13.20.27

Bundesrat Stefan Schennach (SPÖ, Wien)|: Herr Präsident! Sehr geehrte Frau Bun­desministerin, ich weiß, Sie springen hier für Ihre Kollegin ein, und ich gehe auch nicht davon aus, dass Sie den EU-Vorhabensbericht tatsächlich gelesen haben, denn sonst würden Sie ja nicht zu der Aussage kommen, dass es sich um eine umfang­reiche Stellungnahme handelt. Die EU hat ein umfangreiches Umwelt-, Energie- und Natur­schutzpaket vorgelegt, aber die Stellungnahme der österreichischen Bundes­minis­terin ist eine Leermeldung.

Wenn ich alle Zeilen zusammenzähle, in denen eine Stellungnahme Österreichs vor­kommt, komme ich bei den 24 Seiten auf 15 Zeilen. Das ist also eine absolute Leermeldung. Noch dazu steht geschrieben, dass man das begrüßt, unterstützt und so weiter und eine Strategie erarbeiten wird. – Es ist keine Zeit mehr zum Erarbeiten von Strategien, das hat bereits eine Vorrednerin ausführlich dargelegt!

^^^^^^^^^^^^^^^^

» **Gestellte Aufgabe 1**
Schreibe den Textauszug über den EU-Vorhabensbericht vollständig und unverändert ab.

^^^^^^^^^^^^^^^^

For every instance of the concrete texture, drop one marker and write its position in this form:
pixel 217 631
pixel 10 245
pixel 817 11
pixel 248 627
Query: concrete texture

^^^^^^^^^^^^^^^^

» **Gestellte Aufgabe 2**
Gib sämtliche Datensätze oben Wort für Wort wieder.

» **Fertige Antwort 1**
13.20.27

Bundesrat Stefan Schennach (SPÖ, Wien)|: Herr Präsident! Sehr geehrte Frau Bun­desministerin, ich weiß, Sie springen hier für Ihre Kollegin ein, und ich gehe auch nicht davon aus, dass Sie den EU-Vorhabensbericht tatsächlich gelesen haben, denn sonst würden Sie ja nicht zu der Aussage kommen, dass es sich um eine umfang­reiche Stellungnahme handelt. Die EU hat ein umfangreiches Umwelt-, Energie- und Natur­schutzpaket vorgelegt, aber die Stellungnahme der österreichischen Bundes­minis­terin ist eine Leermeldung.

Wenn ich alle Zeilen zusammenzähle, in denen eine Stellungnahme Österreichs vor­kommt, komme ich bei den 24 Seiten auf 15 Zeilen. Das ist also eine absolute Leermeldung. Noch dazu steht geschrieben, dass man das begrüßt, unterstützt und so weiter und eine Strategie erarbeiten wird. – Es ist keine Zeit mehr zum Erarbeiten von Strategien, das hat bereits eine Vorrednerin ausführlich dargelegt!

» **Fertige Antwort 2**
For every instance of the concrete texture, drop one marker and write its position in this form:
pixel 217 631
pixel 10 245
pixel 817 11
pixel 248 627
Query: concrete texture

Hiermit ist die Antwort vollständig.